→ Activity
From the listing below, copy each line where "wetsuit" occurs.

-- Opening Marker --

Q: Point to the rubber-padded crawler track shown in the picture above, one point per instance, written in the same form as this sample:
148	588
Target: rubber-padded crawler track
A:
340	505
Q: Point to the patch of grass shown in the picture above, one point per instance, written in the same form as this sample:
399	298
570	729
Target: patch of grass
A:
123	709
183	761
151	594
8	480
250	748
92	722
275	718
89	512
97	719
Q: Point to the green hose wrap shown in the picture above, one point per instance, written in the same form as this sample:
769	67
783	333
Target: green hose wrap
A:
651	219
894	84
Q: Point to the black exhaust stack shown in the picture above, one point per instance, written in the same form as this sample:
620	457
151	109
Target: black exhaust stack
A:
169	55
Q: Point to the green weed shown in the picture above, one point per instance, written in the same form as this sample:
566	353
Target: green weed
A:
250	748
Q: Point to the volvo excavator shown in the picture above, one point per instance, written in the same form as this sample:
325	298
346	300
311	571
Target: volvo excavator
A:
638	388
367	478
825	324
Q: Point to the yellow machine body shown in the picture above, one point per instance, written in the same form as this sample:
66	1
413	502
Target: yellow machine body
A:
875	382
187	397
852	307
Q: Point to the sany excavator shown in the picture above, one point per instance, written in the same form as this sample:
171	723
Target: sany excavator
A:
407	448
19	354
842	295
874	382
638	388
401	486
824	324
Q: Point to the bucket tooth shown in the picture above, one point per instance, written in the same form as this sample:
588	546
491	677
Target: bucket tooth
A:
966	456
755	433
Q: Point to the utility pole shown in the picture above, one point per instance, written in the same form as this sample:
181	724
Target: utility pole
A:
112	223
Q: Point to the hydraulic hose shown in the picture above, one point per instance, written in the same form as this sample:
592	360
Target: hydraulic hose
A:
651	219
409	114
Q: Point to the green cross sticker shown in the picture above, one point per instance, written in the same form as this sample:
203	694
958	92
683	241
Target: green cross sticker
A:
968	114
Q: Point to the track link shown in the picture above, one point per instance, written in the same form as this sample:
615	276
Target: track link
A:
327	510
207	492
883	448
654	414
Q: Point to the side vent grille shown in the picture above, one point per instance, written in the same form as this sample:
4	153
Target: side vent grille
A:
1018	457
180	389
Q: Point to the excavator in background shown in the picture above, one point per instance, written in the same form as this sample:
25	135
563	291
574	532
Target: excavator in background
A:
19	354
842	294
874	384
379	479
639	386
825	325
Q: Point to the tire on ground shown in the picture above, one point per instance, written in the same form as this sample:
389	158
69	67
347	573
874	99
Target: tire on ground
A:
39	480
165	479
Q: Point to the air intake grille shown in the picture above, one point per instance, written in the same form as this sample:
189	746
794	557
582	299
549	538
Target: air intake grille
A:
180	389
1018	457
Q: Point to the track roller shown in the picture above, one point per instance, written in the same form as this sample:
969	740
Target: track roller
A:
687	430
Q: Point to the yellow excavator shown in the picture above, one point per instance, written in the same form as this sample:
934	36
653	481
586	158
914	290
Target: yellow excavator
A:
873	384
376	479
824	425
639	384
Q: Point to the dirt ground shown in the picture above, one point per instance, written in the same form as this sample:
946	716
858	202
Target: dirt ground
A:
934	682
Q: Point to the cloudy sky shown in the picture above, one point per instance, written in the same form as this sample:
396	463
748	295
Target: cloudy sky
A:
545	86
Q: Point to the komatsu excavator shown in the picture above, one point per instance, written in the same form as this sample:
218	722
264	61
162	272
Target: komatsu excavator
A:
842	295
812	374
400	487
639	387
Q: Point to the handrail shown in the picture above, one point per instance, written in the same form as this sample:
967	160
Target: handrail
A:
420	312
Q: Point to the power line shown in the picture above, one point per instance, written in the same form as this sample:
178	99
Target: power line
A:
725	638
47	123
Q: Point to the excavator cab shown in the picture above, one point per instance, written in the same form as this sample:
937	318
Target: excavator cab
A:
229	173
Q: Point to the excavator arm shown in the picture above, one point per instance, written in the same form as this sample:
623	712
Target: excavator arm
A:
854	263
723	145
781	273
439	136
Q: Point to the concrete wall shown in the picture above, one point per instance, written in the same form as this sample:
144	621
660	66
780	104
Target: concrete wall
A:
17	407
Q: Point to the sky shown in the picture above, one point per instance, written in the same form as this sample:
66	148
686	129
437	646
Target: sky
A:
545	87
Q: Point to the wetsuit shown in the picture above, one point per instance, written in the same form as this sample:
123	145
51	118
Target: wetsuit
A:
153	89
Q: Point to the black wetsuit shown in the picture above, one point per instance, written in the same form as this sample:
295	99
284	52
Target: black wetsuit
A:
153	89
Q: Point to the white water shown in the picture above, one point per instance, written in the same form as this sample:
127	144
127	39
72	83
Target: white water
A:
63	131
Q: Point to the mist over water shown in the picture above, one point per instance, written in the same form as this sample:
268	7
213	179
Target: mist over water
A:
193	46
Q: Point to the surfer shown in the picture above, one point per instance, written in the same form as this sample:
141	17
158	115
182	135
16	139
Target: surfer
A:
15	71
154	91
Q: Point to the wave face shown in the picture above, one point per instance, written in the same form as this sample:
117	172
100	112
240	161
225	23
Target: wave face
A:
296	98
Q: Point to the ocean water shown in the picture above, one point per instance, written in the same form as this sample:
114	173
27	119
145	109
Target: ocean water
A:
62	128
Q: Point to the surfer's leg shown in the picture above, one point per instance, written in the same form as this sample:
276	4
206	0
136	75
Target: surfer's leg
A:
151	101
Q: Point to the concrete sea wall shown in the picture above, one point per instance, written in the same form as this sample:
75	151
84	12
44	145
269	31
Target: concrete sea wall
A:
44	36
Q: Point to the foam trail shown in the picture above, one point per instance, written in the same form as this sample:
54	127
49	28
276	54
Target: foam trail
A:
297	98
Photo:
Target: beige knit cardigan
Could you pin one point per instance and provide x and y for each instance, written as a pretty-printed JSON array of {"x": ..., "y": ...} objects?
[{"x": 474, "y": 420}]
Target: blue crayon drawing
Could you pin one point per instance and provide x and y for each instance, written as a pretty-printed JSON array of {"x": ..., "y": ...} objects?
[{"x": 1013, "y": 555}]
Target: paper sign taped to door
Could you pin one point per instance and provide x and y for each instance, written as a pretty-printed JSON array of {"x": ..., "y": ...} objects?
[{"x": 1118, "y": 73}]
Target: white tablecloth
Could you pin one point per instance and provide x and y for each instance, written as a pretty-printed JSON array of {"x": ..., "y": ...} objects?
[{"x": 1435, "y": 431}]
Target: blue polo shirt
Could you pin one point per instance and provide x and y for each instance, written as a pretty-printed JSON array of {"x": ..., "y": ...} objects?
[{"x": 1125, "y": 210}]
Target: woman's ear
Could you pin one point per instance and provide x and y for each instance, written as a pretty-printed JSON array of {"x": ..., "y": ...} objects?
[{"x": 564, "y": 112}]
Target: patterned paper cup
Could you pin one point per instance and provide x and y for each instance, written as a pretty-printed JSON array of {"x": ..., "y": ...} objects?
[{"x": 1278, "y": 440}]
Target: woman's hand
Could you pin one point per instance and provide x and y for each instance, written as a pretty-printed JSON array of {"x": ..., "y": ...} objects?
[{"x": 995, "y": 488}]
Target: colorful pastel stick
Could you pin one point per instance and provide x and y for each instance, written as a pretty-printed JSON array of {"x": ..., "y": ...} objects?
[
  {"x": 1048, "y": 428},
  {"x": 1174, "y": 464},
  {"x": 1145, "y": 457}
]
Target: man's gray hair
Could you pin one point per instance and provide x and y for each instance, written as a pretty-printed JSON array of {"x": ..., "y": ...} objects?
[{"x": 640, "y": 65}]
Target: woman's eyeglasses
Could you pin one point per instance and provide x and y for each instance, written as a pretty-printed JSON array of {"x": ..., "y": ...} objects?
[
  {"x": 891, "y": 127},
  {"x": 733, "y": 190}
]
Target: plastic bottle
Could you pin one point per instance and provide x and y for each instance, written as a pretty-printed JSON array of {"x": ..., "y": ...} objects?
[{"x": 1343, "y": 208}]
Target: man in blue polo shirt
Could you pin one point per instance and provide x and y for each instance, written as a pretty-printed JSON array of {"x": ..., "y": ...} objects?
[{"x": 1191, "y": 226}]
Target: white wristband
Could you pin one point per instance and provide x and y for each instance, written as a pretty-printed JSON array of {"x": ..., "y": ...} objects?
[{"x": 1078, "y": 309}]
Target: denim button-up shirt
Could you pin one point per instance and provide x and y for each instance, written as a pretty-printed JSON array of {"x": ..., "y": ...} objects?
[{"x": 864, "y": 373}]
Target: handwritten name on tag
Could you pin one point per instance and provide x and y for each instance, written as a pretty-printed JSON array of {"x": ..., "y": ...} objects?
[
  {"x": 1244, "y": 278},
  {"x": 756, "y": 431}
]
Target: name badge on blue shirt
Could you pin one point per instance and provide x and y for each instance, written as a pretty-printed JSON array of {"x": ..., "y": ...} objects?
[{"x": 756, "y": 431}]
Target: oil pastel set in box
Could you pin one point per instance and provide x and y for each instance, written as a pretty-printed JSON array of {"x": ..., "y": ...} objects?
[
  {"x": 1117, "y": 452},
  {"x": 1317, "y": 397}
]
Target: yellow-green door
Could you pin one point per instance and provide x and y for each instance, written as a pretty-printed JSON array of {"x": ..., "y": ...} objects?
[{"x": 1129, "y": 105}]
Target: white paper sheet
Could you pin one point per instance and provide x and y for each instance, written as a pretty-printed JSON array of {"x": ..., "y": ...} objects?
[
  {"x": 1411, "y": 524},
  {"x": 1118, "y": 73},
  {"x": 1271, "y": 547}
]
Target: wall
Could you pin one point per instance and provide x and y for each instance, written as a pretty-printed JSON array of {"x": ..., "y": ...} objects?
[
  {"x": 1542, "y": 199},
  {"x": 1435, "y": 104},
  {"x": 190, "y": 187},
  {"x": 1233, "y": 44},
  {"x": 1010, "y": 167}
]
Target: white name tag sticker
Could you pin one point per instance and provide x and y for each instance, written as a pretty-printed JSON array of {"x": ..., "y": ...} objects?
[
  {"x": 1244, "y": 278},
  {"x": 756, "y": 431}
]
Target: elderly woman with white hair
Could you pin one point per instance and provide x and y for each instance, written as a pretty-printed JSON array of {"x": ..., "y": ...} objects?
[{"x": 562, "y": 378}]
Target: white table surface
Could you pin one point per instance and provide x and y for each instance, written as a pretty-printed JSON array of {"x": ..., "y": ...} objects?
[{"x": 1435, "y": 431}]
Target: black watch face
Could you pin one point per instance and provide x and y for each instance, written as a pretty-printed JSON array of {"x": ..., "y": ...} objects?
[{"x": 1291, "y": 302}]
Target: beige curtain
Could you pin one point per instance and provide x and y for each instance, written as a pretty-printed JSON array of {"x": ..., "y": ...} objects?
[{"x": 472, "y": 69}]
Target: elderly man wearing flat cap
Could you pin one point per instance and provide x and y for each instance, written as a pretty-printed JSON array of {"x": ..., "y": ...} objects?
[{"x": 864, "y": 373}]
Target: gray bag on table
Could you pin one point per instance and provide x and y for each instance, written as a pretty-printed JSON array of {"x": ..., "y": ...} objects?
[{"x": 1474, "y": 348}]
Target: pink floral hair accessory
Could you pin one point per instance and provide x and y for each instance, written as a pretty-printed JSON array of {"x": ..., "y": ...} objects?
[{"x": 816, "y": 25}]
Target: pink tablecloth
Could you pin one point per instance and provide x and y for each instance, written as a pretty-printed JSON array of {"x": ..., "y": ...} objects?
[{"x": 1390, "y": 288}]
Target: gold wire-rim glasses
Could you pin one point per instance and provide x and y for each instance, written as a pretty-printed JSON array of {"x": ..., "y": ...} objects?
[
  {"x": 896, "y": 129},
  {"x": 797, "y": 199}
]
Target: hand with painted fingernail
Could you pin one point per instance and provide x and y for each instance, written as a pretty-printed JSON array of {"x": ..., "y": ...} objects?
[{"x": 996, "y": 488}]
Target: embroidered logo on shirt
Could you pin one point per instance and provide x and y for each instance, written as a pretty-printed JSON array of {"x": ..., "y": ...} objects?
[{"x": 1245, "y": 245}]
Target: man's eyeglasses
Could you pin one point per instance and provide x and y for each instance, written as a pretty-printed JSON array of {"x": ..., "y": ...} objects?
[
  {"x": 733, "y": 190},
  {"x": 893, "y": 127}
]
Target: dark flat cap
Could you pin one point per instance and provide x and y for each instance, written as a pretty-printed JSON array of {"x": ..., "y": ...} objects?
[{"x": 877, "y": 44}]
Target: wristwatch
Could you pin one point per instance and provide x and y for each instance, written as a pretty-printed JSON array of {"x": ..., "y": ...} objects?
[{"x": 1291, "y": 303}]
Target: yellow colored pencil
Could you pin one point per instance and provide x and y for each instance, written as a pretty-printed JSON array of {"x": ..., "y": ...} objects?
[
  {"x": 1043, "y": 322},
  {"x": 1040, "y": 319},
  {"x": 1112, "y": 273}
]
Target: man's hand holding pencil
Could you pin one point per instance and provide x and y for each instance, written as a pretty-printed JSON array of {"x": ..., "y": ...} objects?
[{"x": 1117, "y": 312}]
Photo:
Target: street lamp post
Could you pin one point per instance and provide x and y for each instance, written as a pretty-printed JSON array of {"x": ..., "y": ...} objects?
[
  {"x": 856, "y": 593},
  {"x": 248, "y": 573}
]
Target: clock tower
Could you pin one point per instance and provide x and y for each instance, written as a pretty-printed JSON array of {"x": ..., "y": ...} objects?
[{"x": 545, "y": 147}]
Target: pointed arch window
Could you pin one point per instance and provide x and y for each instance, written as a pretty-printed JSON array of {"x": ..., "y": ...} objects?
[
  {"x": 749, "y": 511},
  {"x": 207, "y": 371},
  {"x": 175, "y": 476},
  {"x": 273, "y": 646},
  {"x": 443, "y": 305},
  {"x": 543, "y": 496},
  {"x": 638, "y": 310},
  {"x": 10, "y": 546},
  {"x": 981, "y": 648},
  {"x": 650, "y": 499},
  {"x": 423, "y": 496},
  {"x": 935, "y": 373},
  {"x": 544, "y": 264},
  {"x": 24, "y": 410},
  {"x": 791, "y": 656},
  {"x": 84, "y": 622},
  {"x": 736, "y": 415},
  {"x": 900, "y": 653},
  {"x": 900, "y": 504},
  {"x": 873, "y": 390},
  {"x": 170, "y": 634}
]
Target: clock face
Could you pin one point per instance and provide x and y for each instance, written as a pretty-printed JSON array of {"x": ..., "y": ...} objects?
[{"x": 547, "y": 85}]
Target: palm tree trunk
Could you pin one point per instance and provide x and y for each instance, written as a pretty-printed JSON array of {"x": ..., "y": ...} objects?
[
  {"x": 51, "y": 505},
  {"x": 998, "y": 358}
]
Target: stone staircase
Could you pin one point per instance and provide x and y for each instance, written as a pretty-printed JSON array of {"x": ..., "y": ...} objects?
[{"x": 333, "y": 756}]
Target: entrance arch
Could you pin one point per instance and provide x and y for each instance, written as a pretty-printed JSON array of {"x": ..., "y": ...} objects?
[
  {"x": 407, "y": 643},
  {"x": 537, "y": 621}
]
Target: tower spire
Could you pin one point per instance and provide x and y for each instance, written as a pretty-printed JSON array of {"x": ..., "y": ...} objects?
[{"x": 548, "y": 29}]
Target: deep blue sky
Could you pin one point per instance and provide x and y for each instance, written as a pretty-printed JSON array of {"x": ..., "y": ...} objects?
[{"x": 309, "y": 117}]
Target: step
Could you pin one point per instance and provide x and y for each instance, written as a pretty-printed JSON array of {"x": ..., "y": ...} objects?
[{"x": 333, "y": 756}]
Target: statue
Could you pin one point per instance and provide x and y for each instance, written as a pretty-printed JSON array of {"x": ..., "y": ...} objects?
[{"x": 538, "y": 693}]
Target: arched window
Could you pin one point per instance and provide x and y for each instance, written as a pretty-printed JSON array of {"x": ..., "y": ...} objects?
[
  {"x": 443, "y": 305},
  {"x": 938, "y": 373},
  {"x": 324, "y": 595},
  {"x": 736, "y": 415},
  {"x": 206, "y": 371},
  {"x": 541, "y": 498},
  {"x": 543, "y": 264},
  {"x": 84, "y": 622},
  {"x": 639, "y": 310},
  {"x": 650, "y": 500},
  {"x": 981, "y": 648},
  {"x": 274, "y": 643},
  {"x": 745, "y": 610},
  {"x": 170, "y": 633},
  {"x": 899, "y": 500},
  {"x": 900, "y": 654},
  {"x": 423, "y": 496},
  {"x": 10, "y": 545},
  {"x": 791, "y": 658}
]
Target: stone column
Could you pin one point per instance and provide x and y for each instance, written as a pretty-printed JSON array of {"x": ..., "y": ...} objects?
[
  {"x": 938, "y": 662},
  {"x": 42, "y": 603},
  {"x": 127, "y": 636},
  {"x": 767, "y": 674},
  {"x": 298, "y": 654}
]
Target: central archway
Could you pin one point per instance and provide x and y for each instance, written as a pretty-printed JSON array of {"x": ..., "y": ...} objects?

-- Closing Marker --

→ Solution to this exercise
Q: Point to the wetsuit shown in the picture above, one point per instance, written in the same form as this sample:
Target: wetsuit
Q: Point to the black wetsuit shown in the picture above, one point per instance, written in the same form as this sample:
Target: black wetsuit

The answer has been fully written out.